Set down, word for word, every line of the listing below, starting with the one that contains "Target: sunlight patch on floor" and ending with the final line. Include nothing else.
==== Extracted records
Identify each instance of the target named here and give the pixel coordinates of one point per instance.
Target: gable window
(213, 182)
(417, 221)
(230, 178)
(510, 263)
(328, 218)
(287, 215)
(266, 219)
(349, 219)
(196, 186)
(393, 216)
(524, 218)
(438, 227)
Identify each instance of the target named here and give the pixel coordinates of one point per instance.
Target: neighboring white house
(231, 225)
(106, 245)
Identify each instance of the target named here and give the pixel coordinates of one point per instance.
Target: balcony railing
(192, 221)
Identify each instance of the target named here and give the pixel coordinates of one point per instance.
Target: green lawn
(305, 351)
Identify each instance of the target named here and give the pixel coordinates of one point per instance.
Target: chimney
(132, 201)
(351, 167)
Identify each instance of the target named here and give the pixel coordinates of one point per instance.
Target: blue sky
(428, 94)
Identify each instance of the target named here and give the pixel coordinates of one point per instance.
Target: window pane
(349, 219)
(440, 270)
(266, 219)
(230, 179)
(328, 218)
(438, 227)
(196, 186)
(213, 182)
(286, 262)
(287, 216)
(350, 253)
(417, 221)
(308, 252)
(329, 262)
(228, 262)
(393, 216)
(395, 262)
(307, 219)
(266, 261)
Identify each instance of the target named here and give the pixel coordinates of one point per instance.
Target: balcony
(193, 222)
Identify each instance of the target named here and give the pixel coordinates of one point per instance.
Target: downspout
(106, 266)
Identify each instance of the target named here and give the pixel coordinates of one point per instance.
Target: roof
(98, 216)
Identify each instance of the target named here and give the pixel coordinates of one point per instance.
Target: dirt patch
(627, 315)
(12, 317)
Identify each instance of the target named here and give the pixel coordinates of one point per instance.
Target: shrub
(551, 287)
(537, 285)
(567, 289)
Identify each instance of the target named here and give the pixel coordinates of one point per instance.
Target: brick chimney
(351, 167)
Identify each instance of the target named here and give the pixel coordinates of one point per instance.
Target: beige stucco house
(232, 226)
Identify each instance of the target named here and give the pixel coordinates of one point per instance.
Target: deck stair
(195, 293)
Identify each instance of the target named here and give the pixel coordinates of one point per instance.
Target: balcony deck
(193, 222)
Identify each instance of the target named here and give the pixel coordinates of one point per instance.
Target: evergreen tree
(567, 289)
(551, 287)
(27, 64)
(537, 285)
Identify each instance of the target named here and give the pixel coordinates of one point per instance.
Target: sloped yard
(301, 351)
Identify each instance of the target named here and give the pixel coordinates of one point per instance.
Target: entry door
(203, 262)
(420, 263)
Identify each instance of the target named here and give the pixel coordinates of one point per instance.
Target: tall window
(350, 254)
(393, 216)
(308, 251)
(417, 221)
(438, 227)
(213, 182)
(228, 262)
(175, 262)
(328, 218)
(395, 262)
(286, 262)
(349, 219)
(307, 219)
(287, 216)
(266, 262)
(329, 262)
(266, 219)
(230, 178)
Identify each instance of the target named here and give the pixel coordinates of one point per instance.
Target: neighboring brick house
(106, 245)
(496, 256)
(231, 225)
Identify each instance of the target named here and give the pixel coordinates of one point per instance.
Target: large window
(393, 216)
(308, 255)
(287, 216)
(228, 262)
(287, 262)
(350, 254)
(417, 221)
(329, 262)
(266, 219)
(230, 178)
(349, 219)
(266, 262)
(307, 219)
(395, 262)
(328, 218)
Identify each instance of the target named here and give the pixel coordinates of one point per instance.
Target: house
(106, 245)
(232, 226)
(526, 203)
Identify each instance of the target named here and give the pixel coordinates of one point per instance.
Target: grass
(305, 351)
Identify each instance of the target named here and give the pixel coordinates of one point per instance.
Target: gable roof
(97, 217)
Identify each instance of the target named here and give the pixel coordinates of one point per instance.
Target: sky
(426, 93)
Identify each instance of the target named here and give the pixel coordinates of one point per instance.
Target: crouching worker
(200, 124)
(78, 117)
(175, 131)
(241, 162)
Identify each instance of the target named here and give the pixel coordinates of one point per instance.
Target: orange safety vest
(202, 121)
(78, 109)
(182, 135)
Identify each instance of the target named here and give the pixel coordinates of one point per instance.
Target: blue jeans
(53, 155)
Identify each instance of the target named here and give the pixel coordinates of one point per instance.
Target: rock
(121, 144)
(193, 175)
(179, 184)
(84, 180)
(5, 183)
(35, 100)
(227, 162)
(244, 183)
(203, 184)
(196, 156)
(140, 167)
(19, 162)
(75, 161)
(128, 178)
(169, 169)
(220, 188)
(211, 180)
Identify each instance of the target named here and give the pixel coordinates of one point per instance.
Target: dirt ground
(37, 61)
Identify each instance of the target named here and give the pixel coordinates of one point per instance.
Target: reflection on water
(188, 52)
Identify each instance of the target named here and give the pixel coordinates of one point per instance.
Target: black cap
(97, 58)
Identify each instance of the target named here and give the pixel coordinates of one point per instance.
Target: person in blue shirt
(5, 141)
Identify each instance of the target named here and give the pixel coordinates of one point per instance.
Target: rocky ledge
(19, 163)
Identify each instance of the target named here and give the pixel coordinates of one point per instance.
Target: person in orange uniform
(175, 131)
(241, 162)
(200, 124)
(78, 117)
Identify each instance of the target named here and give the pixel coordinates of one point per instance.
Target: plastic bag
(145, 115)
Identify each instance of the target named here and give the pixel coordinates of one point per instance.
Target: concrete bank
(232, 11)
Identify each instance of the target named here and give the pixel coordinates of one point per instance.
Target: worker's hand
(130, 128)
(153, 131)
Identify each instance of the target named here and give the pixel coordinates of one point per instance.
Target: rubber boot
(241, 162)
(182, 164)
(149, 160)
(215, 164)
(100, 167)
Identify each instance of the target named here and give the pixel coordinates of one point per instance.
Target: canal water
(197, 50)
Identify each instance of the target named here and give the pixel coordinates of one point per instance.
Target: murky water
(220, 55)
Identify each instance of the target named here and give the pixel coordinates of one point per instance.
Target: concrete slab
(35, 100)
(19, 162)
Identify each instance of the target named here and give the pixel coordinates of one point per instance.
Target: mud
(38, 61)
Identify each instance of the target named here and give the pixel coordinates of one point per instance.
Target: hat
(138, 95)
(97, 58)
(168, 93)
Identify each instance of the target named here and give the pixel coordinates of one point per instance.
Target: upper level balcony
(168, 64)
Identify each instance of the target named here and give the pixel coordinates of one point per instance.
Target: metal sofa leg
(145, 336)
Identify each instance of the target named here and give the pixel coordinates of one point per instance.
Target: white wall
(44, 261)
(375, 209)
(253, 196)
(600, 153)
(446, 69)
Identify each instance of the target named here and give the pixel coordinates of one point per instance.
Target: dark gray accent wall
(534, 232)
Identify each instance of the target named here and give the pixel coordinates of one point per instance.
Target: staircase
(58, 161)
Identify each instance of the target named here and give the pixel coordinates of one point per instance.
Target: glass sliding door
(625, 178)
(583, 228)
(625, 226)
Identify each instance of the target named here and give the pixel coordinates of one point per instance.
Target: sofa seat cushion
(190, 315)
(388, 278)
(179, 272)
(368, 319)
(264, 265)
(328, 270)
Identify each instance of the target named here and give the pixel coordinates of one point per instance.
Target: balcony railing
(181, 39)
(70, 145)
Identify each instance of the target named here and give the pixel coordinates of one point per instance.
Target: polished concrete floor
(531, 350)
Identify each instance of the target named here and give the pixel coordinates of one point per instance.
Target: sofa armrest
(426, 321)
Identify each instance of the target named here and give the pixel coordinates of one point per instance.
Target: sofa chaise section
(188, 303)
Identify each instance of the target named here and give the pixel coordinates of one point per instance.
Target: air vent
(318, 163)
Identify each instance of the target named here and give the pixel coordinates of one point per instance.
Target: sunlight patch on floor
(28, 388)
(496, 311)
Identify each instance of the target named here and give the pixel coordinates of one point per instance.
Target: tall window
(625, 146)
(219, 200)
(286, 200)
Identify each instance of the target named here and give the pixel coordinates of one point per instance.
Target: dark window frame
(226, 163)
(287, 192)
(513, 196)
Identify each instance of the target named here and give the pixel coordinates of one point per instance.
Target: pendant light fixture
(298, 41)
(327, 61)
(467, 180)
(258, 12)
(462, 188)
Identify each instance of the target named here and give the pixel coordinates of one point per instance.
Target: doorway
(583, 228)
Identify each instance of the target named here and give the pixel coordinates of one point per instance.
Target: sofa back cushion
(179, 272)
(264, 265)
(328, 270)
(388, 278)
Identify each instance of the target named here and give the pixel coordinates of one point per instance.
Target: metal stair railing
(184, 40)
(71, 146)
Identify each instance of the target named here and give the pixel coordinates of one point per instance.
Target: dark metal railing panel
========
Solution below -
Target: sunlight patch on floor
(28, 388)
(496, 311)
Identify each instance of the target named here and give the pixel coordinates of one point per instance.
Target: tall window
(625, 146)
(219, 200)
(286, 200)
Identify each instance of the target named here and give the pixel coordinates of one point per instance.
Target: dark window frame
(226, 163)
(287, 192)
(513, 196)
Identify each instance of the target named here and give the pixel coordinates of one point per instance.
Target: pendant light fixture
(298, 41)
(327, 61)
(467, 180)
(258, 12)
(462, 188)
Identify each instance of the target named here and give the pixel coordinates of one point per instance.
Target: doorway
(583, 228)
Identify each instance of the target named here and give the pixel coordinates of one point per instance.
Target: sofa back cushion
(179, 272)
(264, 265)
(328, 270)
(388, 278)
Identify each instance of the target named here and give the pixel coordinates of one point per instance.
Target: metal stair railing
(184, 40)
(71, 146)
Identify each instance of the target named here and give the pixel coordinates of one point per instance.
Target: dark metal railing panel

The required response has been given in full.